Beim Gipfel geht es um einen „Austausch über die Zukunft des Sektors“ und den Abschluss eines „EU Industrial Deal“, mit dem die „Wettbewerbsbedingungen innerhalb und außerhalb des Binnenmarkts“ verbessert werden sollen. Oder, wie es der deutsche Verband der Chemischen Industrie in einem Beitrag auf seiner Seite ausdrückt: „Für Belgien steht fest, dass der Green Deal auch eine Wachstumsagenda hat und nicht zu einer Deindustrialisierung in Europa führen darf“.

Die mächtigsten Politiker:innen der EU sprechen also mit Interessenvertreter:innen wahrscheinlich über das wichtigste umweltpolitische Projekt der EU – allerdings ohne Umweltorganisationen. Denn eingeladen ist nur die Industrie, von Zivilgesellschaft keine Spur. Solche Gipfel müssen vermieden werden, denn mächtige Akteure, die sowieso schon privilegierte Zugänge zur Politik genießen, können unwidersprochen Perspektiven auf politische Prozesse durchsetzen, die weit mehr Menschen als die Konzerne betrifft.

Wenn die Chemie-Lobby von einer angeblich drohenden Deindustrialisierung spricht, ist das exemplarisch für den Alarmismus der Chemiebranche in den letzten Jahren. Zu erwarten ist, dass sie von der Politik fordern wird, die Chemieindustrie nicht weiter mit Regulierung zu behelligen. Dabei hat sie sich schon in den vergangenen Jahren mit ihrer Blockade gegen bessere Schutzmaßnahmen vor giftigen Chemikalien auf ganzer Linie durchgesetzt. Hier die wichtigsten Beispiele:

Chemieindustrie verhinderte Verbot für schädlichste Chemikalien in Konsumgütern

Auf der Agenda des Green Deal, der Europa bis 2050 klimaneutral machen soll, stand ursprünglich auch der Plan, die schädlichsten Chemikalien in Konsumgütern bis 2022 zu verbieten. Dies sollte im Rahmen einer Reform der EU-Chemikalienverordnung REACH passieren, die reguliert, unter welchen Bedingungen Stoffe auf den europäischen Markt gebracht werden dürfen.

= Rohdaten =
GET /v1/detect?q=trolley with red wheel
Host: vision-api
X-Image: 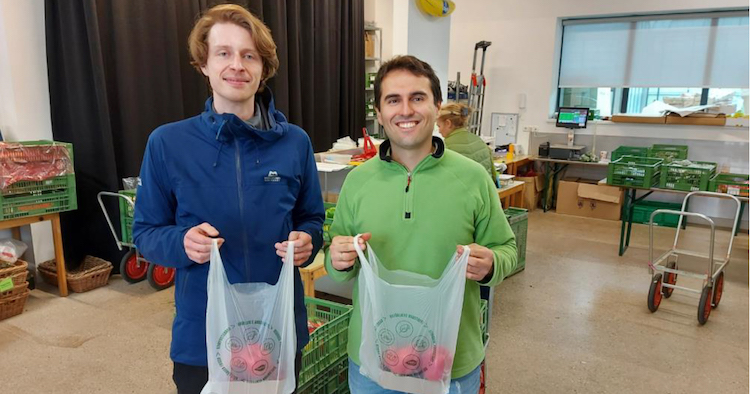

[648,191,741,325]
[96,190,175,290]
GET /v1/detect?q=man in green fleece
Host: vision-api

[326,56,516,394]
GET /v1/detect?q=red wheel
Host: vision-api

[661,262,678,298]
[712,271,724,309]
[648,274,661,313]
[120,250,148,283]
[148,264,175,290]
[698,286,712,325]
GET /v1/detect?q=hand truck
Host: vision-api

[96,191,175,290]
[648,191,741,325]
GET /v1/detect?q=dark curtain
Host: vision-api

[45,0,365,266]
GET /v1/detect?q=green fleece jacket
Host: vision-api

[445,127,497,183]
[325,138,516,379]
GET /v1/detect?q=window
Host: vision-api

[557,10,750,117]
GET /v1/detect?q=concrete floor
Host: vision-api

[0,211,750,394]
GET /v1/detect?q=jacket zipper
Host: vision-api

[234,138,250,280]
[404,172,414,220]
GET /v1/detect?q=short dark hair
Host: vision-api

[375,55,443,110]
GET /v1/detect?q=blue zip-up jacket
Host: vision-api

[133,89,325,366]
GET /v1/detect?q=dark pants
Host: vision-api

[172,352,302,394]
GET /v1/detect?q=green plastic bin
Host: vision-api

[298,297,352,387]
[659,161,716,192]
[633,200,682,228]
[607,156,663,189]
[505,207,529,276]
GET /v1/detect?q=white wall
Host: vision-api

[365,0,451,101]
[449,0,748,149]
[0,0,54,262]
[449,0,750,226]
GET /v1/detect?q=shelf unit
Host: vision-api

[365,26,385,138]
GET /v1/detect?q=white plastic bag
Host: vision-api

[354,236,469,394]
[0,238,27,263]
[201,241,297,394]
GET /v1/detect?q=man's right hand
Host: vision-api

[328,233,372,271]
[183,223,224,264]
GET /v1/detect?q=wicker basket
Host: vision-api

[0,282,29,300]
[38,256,112,293]
[0,259,29,285]
[0,289,29,320]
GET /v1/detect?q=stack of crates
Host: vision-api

[296,297,352,394]
[659,161,716,192]
[0,141,78,220]
[505,207,529,276]
[607,155,663,189]
[118,189,135,244]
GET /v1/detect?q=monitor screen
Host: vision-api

[556,107,589,129]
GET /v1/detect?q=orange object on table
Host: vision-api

[352,127,378,161]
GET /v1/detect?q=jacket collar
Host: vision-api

[201,87,287,142]
[378,136,445,168]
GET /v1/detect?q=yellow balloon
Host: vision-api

[416,0,456,17]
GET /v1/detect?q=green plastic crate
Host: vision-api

[607,156,663,189]
[633,200,682,228]
[659,161,716,192]
[295,355,349,394]
[118,190,135,244]
[505,207,529,276]
[0,140,78,220]
[610,145,649,161]
[708,173,750,197]
[649,144,688,163]
[299,297,352,387]
[0,189,78,220]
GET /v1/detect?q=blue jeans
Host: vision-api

[349,359,481,394]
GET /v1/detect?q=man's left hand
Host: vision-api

[274,231,312,267]
[456,244,495,282]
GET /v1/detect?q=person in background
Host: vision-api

[133,4,325,394]
[325,56,517,394]
[437,103,497,186]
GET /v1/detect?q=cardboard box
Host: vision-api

[612,115,668,124]
[365,32,375,57]
[515,174,544,212]
[667,113,727,126]
[557,180,624,220]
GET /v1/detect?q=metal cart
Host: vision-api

[648,191,741,325]
[96,191,175,290]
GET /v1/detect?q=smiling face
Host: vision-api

[376,69,440,155]
[201,23,263,114]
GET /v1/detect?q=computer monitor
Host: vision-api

[556,107,589,129]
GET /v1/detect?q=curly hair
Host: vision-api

[188,4,279,90]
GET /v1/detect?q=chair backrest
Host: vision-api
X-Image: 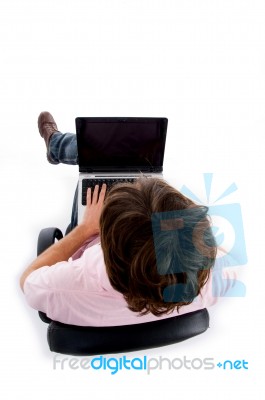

[39,308,209,356]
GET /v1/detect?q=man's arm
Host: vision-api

[20,185,106,290]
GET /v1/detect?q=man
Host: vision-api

[20,112,217,326]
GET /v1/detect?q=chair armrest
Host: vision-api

[37,228,63,324]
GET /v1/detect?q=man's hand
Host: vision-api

[81,183,107,235]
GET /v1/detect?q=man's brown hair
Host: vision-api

[100,178,216,316]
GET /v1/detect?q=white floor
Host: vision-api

[0,0,265,400]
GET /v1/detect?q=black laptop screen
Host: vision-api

[76,118,167,172]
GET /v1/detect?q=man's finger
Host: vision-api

[86,188,91,206]
[99,183,107,202]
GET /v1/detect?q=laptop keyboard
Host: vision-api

[82,178,135,206]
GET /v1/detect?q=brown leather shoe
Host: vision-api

[38,111,58,164]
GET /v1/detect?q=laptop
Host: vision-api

[75,117,168,223]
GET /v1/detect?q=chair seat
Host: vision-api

[38,228,209,356]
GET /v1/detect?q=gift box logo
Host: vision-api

[152,174,247,302]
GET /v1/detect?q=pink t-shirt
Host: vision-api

[24,237,229,326]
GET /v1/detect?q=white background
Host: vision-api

[0,0,265,400]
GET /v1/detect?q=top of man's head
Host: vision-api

[100,178,216,315]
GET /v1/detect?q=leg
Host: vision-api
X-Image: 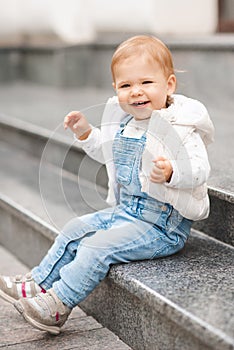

[53,209,190,307]
[32,208,116,290]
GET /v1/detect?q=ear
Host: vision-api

[167,74,176,96]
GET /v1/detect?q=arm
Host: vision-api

[64,111,104,164]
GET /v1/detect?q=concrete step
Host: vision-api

[0,246,130,350]
[0,115,234,246]
[0,189,234,350]
[0,137,234,350]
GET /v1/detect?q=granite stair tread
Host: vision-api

[0,138,234,349]
[0,246,131,350]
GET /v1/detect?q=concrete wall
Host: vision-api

[0,0,218,43]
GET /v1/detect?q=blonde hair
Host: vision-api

[111,35,175,105]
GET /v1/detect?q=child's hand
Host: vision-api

[150,157,173,183]
[63,111,91,140]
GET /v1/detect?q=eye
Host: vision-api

[120,83,130,89]
[142,80,153,85]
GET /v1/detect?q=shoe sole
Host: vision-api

[14,302,61,335]
[0,289,17,305]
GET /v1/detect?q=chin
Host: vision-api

[131,109,152,120]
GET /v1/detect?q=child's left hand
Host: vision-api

[150,157,173,183]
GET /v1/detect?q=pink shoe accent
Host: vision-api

[21,282,27,298]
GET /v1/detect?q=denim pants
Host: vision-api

[32,119,191,308]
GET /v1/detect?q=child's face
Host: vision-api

[113,56,176,119]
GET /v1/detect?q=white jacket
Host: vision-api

[77,95,214,220]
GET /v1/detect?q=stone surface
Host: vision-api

[82,233,234,350]
[0,246,131,350]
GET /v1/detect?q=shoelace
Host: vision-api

[35,290,66,317]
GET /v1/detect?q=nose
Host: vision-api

[131,84,143,96]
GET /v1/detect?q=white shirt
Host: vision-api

[77,95,214,220]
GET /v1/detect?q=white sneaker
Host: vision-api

[14,289,72,335]
[0,272,46,304]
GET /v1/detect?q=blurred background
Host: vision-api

[0,0,234,208]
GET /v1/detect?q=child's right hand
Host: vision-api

[63,111,92,140]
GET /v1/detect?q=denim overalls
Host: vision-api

[32,116,191,308]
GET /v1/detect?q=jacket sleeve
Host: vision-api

[75,127,105,164]
[165,130,210,189]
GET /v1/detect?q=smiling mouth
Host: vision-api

[132,101,150,107]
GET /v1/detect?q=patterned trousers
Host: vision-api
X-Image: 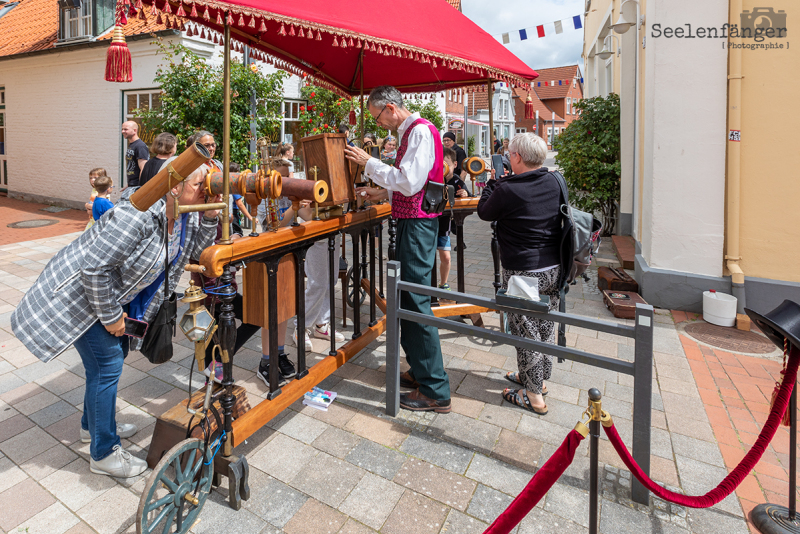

[503,266,561,395]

= Aufgaben =
(1) Schreibe die Einträge als Markdown-Tabelle mit den Spalten „Nr.“ und „Zeile“ um. Beginne bei der Zeile, die „GET /v1/detect?q=shoelace“ enthält, höre nach der letzten Zeile der Einträge auf, lass Leerzeilen weg und nimm die Bilder nicht in die Antwort auf.
(2) Führe bitte den Text über die Chemie-Lobby und den Green Deal nach seinem letzten Satz weiter.

= Lösungen =
(1)
| Nr. | Zeile |
|---|---|
| 1 | GET /v1/detect?q=shoelace |
| 2 | Host: vision-api |
| 3 | [35,290,66,317] |
| 4 | GET /v1/detect?q=nose |
| 5 | Host: vision-api |
| 6 | [131,84,143,96] |
| 7 | GET /v1/detect?q=white shirt |
| 8 | Host: vision-api |
| 9 | [77,95,214,220] |
| 10 | GET /v1/detect?q=white sneaker |
| 11 | Host: vision-api |
| 12 | [14,289,72,335] |
| 13 | [0,272,46,304] |
| 14 | GET /v1/detect?q=blurred background |
| 15 | Host: vision-api |
| 16 | [0,0,234,208] |
| 17 | GET /v1/detect?q=child's right hand |
| 18 | Host: vision-api |
| 19 | [63,111,92,140] |
| 20 | GET /v1/detect?q=denim overalls |
| 21 | Host: vision-api |
| 22 | [32,116,191,308] |
| 23 | GET /v1/detect?q=jacket sleeve |
| 24 | Host: vision-api |
| 25 | [75,127,105,164] |
| 26 | [165,130,210,189] |
| 27 | GET /v1/detect?q=smiling mouth |
| 28 | Host: vision-api |
| 29 | [132,101,150,107] |
| 30 | GET /v1/detect?q=patterned trousers |
| 31 | Host: vision-api |
| 32 | X-Image:  |
| 33 | [503,266,561,395] |

(2)
Doch die Reform wird in dieser Wahlperiode nicht mehr kommen. Die Chemieindustrie hat massiv dagegen lobbyiert und argumentiert, dass der Industrie angesichts von Krisen und gestiegenen Rohstoffpreisen keine „neuen Belastungen“ zuzumuten seien. Im Oktober 2022 warnte der damalige BASF-Chef Brudermüller gar, die von der EU vorgeschlagene Reform des Chemikalienrechts setze "ein großes Fragezeichen hinter die Zukunft der Chemikalien in Europa".

Es ist zwar richtig, dass die Chemiebranche sich massiv vom billigen Erdgas aus Russland abhängig gemacht und durch den russischen Angriff auf die Ukraine unter hohen Energiekosten zu leiden hatte. Dennoch ist ihr Narrativ extrem einseitig und kurzfristig gedacht: Ihm zufolge seien Vorschriften zum Schutz von Umwelt und Verbraucher:innen überbordende Bürokratie und unnötige Belastung für die Wirtschaft. Doch erstens dürfte die Ausrichtung am Schutz von Umwelt und Gesundheit durchaus eine sinnvolle Investition in die Zukunft sein. Und zweitens sollte der Ball nicht im Spielfeld der Konzerne liegen, wenn es darum geht, zu beurteilen, ob diese Belastungen überflüssig sind.

So stellte die EU-Kommission in ihrer Folgenabschätzung für die REACH-Reform noch selbst fest, dass die Einsparungen im Gesundheitsbereich durch das Verbot von Chemikalien die Kosten für die Industrie um das 10-fache übersteigen würden. Und doch legte die Kommission auf Druck der Chemielobby am Ende keinen Entwurf mehr für die REACH-Reform vor. Besonders empfänglich für die Forderungen der Chemieindustrie zeigte sich die Europäische Volkspartei (EVP), allen voran die zu dieser Gruppe gehörige CDU/CSU. Dabei ist die Kommissionspräsidentin ebenfalls Mitglied der Partei und ihre Kommission hatte diese Regeln vorgeschlagen.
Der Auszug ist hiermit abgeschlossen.